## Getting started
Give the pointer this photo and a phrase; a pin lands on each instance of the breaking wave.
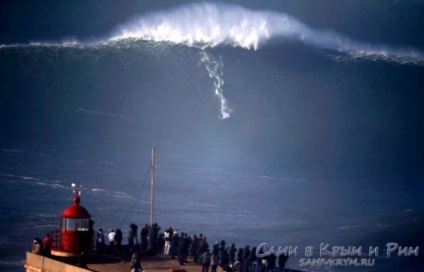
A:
(209, 25)
(214, 66)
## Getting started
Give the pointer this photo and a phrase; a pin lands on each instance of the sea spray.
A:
(209, 25)
(214, 66)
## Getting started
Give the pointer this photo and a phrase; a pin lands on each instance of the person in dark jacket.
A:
(205, 260)
(282, 259)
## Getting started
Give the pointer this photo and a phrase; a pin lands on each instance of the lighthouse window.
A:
(78, 224)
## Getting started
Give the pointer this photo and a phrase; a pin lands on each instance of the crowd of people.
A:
(180, 246)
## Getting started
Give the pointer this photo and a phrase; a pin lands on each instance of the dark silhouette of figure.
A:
(282, 259)
(100, 241)
(136, 262)
(214, 260)
(271, 262)
(231, 252)
(37, 246)
(205, 260)
(251, 262)
(47, 245)
(132, 235)
(143, 234)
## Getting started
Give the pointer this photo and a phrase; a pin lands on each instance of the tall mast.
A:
(152, 185)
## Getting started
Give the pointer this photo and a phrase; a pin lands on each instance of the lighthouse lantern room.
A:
(76, 234)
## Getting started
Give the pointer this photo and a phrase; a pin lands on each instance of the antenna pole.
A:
(152, 184)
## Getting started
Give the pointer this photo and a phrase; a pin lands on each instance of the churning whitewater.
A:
(206, 25)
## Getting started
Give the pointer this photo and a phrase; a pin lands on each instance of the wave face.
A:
(210, 25)
(259, 138)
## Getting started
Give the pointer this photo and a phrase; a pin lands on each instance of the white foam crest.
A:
(214, 66)
(209, 25)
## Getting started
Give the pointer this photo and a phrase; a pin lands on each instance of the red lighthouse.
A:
(76, 234)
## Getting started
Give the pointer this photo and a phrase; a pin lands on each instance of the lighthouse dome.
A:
(75, 210)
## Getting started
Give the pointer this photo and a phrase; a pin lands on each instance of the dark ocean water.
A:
(267, 128)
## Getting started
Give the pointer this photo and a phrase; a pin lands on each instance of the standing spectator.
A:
(136, 263)
(214, 260)
(112, 241)
(231, 252)
(118, 239)
(271, 262)
(132, 235)
(167, 236)
(100, 241)
(47, 245)
(205, 261)
(37, 246)
(282, 259)
(143, 233)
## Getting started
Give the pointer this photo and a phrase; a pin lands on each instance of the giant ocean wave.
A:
(210, 24)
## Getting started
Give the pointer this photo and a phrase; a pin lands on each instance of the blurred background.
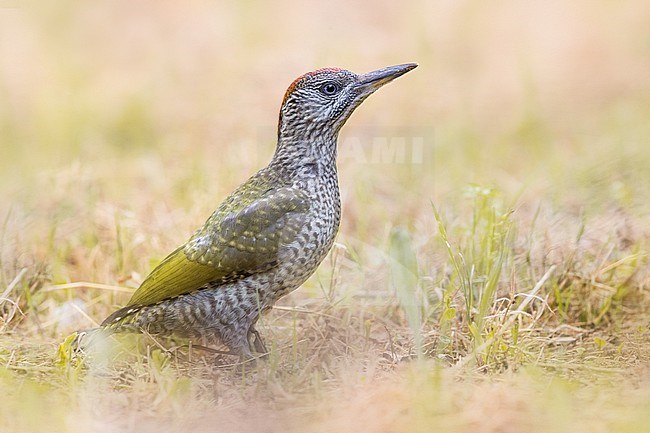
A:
(124, 124)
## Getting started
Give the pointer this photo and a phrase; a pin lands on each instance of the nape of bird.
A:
(268, 236)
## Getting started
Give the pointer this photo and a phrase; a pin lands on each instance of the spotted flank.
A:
(269, 235)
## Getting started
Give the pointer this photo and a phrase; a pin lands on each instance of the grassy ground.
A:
(491, 272)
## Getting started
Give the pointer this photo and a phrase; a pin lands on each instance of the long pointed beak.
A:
(375, 79)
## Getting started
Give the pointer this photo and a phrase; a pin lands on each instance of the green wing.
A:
(231, 245)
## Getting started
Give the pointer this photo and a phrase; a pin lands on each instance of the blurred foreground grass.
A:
(497, 282)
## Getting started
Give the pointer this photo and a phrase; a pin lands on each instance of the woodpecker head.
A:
(319, 102)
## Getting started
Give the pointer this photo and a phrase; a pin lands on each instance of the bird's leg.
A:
(258, 343)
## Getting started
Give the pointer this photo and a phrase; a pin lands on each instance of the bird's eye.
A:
(329, 89)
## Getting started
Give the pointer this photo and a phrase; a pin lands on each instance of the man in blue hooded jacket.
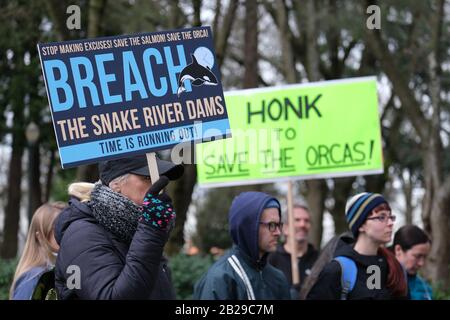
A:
(243, 272)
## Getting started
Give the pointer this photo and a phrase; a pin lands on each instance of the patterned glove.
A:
(157, 211)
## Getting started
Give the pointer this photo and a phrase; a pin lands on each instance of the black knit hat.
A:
(109, 170)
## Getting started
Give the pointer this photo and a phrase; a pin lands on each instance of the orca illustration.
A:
(198, 74)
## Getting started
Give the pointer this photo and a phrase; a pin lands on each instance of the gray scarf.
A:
(115, 212)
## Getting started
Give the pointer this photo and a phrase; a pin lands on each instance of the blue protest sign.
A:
(117, 96)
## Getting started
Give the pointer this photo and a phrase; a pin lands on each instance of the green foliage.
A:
(7, 269)
(186, 270)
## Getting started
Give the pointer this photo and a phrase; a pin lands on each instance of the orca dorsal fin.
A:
(194, 60)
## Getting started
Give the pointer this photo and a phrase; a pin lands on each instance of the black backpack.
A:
(348, 266)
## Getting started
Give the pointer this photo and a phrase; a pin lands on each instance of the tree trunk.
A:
(435, 208)
(315, 197)
(341, 192)
(225, 30)
(35, 184)
(286, 47)
(408, 187)
(181, 192)
(251, 44)
(12, 210)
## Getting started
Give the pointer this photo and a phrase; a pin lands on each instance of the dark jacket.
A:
(109, 268)
(281, 260)
(26, 284)
(328, 285)
(222, 282)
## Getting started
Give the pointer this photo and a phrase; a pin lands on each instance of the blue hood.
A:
(244, 217)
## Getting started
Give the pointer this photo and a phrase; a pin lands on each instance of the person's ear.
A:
(38, 236)
(397, 250)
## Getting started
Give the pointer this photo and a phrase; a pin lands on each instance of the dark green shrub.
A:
(186, 270)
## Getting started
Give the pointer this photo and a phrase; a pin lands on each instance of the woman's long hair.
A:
(37, 250)
(396, 281)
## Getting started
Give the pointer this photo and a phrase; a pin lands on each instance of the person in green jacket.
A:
(243, 272)
(411, 247)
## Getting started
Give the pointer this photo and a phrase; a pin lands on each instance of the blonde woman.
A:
(39, 253)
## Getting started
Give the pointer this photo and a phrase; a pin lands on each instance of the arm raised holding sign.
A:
(114, 231)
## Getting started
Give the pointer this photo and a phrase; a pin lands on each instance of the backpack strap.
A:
(45, 288)
(348, 275)
(234, 262)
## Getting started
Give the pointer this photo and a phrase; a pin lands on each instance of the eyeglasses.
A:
(273, 225)
(383, 218)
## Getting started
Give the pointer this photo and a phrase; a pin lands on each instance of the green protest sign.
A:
(317, 130)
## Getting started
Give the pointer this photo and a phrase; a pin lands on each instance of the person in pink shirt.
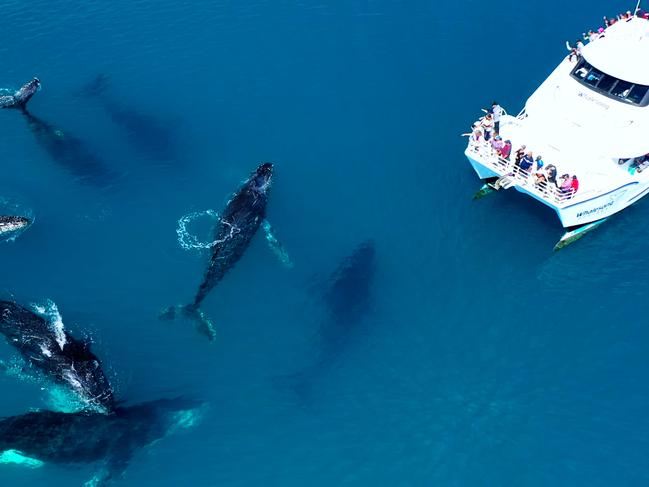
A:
(574, 185)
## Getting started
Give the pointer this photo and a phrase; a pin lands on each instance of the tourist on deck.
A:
(551, 171)
(506, 150)
(519, 155)
(487, 124)
(574, 185)
(496, 111)
(540, 178)
(565, 184)
(527, 162)
(497, 144)
(475, 138)
(575, 52)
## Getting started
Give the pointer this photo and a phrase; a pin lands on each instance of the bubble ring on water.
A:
(189, 241)
(10, 207)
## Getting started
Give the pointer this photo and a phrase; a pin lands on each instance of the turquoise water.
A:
(485, 358)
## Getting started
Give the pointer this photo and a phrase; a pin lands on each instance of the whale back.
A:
(61, 357)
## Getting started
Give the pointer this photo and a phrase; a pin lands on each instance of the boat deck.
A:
(600, 176)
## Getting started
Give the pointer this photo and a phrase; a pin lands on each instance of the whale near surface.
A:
(49, 349)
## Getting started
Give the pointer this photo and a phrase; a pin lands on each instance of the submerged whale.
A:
(41, 437)
(237, 224)
(70, 152)
(66, 149)
(145, 133)
(20, 98)
(348, 298)
(48, 348)
(9, 224)
(349, 294)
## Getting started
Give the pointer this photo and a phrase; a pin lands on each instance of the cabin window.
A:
(610, 86)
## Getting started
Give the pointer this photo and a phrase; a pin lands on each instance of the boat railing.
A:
(520, 177)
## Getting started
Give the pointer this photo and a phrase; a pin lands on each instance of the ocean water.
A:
(485, 358)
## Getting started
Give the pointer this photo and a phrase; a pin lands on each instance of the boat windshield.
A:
(610, 86)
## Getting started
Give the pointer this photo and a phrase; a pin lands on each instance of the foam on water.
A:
(188, 240)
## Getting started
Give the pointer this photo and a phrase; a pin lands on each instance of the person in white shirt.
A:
(496, 111)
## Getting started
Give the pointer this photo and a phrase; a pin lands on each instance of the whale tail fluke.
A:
(194, 313)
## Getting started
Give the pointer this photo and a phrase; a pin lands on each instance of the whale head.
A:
(12, 318)
(12, 223)
(262, 177)
(26, 91)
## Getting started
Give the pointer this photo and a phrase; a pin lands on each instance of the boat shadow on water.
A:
(71, 152)
(146, 134)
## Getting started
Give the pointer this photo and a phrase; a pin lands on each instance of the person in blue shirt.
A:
(527, 162)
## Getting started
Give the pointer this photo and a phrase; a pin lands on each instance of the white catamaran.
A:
(589, 118)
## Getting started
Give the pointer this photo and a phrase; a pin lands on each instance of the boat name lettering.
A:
(594, 100)
(595, 210)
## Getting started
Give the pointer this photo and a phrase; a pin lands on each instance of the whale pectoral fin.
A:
(275, 245)
(112, 470)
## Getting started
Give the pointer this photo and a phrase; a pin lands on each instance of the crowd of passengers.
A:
(591, 35)
(486, 134)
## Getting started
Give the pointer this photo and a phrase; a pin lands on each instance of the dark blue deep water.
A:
(484, 359)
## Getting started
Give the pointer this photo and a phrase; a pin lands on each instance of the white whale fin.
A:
(193, 313)
(16, 457)
(112, 470)
(275, 245)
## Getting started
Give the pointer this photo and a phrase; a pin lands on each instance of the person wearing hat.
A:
(496, 112)
(506, 150)
(487, 124)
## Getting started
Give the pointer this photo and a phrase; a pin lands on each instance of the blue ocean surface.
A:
(482, 358)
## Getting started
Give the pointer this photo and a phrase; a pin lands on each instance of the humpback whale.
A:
(145, 133)
(348, 298)
(236, 226)
(10, 224)
(48, 348)
(20, 98)
(349, 295)
(37, 438)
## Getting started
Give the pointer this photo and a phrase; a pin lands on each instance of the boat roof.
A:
(622, 51)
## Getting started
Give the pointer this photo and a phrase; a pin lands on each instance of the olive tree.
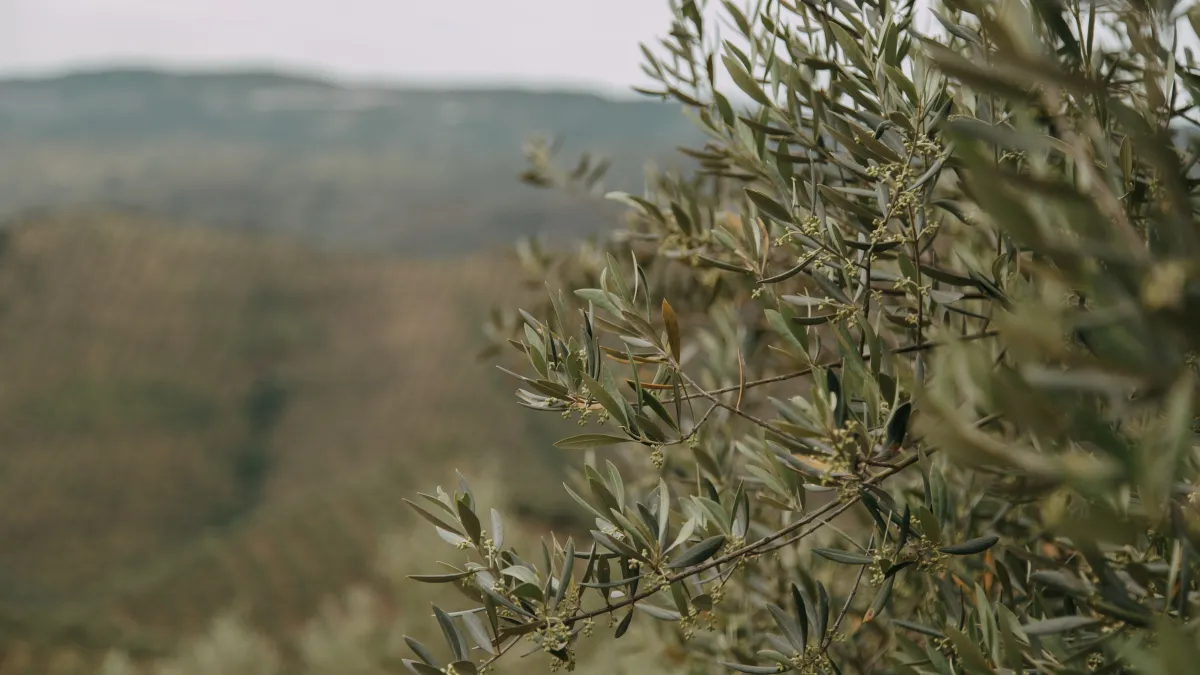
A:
(899, 378)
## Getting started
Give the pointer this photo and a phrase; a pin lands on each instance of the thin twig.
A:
(845, 608)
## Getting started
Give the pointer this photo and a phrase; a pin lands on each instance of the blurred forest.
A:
(240, 316)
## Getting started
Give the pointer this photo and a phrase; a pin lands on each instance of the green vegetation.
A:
(899, 380)
(191, 413)
(903, 381)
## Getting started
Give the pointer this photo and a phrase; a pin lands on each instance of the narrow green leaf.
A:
(844, 557)
(971, 547)
(1059, 625)
(455, 639)
(744, 81)
(699, 553)
(672, 326)
(585, 441)
(771, 207)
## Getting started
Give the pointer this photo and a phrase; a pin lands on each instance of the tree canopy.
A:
(900, 378)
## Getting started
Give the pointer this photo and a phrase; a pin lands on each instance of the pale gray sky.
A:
(540, 41)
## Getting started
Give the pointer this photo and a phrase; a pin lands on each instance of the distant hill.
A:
(165, 383)
(419, 171)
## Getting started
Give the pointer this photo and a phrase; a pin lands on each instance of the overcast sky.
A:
(588, 42)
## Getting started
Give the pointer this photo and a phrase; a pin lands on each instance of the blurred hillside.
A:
(405, 169)
(239, 316)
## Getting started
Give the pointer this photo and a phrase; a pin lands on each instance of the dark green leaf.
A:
(771, 207)
(844, 557)
(699, 553)
(585, 441)
(454, 637)
(1059, 625)
(971, 547)
(898, 425)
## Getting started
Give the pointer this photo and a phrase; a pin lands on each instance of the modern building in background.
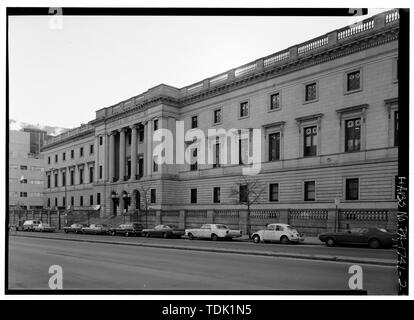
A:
(327, 110)
(26, 168)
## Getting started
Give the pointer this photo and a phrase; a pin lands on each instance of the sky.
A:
(61, 76)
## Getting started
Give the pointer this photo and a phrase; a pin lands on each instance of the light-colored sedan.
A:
##########
-- What to do --
Every line that holds the word "lighthouse" should be copied from the records.

-- Answer for this exercise --
Give the pointer this photo and a phrase; a pin lands on each instance of the lighthouse window.
Give the pointer this photo and a phrase; a pin lands on each instance of the lighthouse lantern room.
Give the pointer this photo and a phrase; a pin lands on each instance of the red lighthouse.
Give the pointer this photo and a phrase; a pin lands on each instance of the lighthouse dome.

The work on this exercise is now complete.